## PROBLEM STATEMENT
Output the full material exactly as it appears here.

## Excerpts of pointing data
::::::::::
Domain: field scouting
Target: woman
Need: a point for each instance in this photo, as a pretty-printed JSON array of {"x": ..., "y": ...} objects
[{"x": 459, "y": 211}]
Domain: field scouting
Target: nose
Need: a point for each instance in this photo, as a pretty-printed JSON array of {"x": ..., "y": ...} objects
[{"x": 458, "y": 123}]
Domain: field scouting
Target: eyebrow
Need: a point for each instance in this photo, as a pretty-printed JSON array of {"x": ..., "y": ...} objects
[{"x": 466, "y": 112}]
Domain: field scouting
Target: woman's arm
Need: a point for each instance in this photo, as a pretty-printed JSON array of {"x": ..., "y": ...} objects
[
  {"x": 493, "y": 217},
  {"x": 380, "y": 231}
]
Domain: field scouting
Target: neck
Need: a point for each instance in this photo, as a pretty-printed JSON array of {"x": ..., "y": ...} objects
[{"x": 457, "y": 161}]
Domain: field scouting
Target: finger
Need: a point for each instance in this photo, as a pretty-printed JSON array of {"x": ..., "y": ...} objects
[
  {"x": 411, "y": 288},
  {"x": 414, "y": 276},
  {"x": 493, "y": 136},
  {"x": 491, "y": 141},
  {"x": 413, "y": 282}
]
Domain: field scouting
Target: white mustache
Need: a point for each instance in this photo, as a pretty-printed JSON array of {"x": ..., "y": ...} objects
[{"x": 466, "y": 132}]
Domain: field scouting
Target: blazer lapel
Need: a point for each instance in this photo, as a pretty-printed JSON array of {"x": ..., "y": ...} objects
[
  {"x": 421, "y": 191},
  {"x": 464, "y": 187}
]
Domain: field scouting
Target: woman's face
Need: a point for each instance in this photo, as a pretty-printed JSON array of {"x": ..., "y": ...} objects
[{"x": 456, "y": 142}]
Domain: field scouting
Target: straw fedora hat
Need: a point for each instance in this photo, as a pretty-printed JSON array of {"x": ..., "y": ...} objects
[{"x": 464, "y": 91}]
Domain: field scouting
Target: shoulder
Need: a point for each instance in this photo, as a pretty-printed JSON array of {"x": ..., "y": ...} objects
::::::::::
## CORRECT RESPONSE
Domain: field scouting
Target: woman
Need: a point for each instance in this photo, as a pretty-printed JSON array of {"x": ..., "y": ...} objects
[{"x": 459, "y": 211}]
Domain: field scouting
Target: nose
Need: a point for each instance in this photo, as a pretty-printed JSON array of {"x": ..., "y": ...} objects
[{"x": 458, "y": 123}]
Domain: field scouting
Target: eyebrow
Need: a point for each instance in this photo, as a pretty-printed JSON array of {"x": ..., "y": ...} objects
[{"x": 466, "y": 112}]
Domain: field scouting
Target: woman's arm
Need: a point for each instance in this photo, as a pretty-printed JSON array of {"x": ..., "y": ...} objects
[
  {"x": 493, "y": 217},
  {"x": 380, "y": 231}
]
Domain: field scouting
Target: neck
Need: a point for each instance in this photo, as a pretty-printed JSON array of {"x": ..., "y": ...} objects
[{"x": 457, "y": 161}]
Domain: field scouting
Target: finger
Need: a point for each instance in this photo, as a pretty-printed JSON array of {"x": ..., "y": ...} objects
[
  {"x": 411, "y": 288},
  {"x": 414, "y": 276},
  {"x": 493, "y": 136},
  {"x": 491, "y": 141},
  {"x": 413, "y": 282}
]
Domain: field scouting
Target: white mustache
Need: a point for each instance in this photo, as a pretty-printed JSON array of {"x": ..., "y": ...} objects
[{"x": 466, "y": 132}]
Domain: field scouting
Target: blazer lapel
Need: a point for each instance in this photo, as a pretty-printed JSON array of {"x": ..., "y": ...} objects
[
  {"x": 421, "y": 191},
  {"x": 464, "y": 187}
]
Domain: field scouting
Target: woman's face
Need: a point for each instance in this photo, as a pretty-printed JSON array of {"x": ..., "y": ...} objects
[{"x": 456, "y": 142}]
Domain: field scouting
Target: straw fedora hat
Need: a point for each instance in this photo, as a pretty-printed JSON array of {"x": ..., "y": ...} objects
[{"x": 464, "y": 91}]
Domain: field scouting
Target: shoulder
Need: a point for each instance in this photo, as a pretty-printed JSON array of {"x": ..., "y": ...} objects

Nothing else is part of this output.